- THE TASK
Please output the line that contains "Query: palm tree" and all later lines of the material, exactly, through the end.

##### EXERCISE INPUT

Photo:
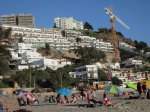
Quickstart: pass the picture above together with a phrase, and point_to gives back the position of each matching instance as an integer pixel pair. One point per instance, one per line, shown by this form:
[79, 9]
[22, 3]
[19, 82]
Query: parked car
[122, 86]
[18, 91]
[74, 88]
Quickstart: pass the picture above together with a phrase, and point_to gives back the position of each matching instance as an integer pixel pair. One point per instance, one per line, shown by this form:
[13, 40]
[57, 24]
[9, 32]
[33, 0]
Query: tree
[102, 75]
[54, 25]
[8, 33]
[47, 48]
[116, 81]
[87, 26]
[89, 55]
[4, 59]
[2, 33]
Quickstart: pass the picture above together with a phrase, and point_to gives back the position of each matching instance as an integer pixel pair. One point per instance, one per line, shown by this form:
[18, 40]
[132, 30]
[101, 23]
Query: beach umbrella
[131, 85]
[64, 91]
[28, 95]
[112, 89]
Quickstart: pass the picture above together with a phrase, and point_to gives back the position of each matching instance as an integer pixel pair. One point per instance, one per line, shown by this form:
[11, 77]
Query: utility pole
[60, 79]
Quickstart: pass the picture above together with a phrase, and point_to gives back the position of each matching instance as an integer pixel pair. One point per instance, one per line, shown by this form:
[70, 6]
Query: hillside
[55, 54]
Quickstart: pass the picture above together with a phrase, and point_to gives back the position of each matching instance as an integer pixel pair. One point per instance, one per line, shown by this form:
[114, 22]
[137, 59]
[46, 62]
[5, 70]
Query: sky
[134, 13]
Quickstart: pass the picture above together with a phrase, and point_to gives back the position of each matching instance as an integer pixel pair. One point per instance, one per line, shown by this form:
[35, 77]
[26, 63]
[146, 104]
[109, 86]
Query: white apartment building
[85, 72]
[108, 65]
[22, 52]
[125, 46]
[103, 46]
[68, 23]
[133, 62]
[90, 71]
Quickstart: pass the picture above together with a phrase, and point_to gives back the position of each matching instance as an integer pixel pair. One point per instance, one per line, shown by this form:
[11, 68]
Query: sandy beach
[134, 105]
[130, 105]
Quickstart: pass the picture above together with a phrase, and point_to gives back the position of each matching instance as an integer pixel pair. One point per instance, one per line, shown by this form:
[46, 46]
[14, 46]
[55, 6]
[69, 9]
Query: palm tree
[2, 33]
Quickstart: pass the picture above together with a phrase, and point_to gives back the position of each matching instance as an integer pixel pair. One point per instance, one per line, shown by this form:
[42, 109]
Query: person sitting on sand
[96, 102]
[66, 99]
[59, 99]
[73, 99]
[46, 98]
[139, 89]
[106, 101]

##########

- WRITTEN ANSWER
Query: palm tree
[2, 33]
Quickstart: pass the picture above together with a phrase, and point_to gives back the position of each matching instance as an integer pixel pair. One point per instance, one per line, shown by this form:
[42, 109]
Query: person sitting on sand
[96, 102]
[66, 99]
[59, 99]
[73, 99]
[46, 98]
[139, 89]
[106, 101]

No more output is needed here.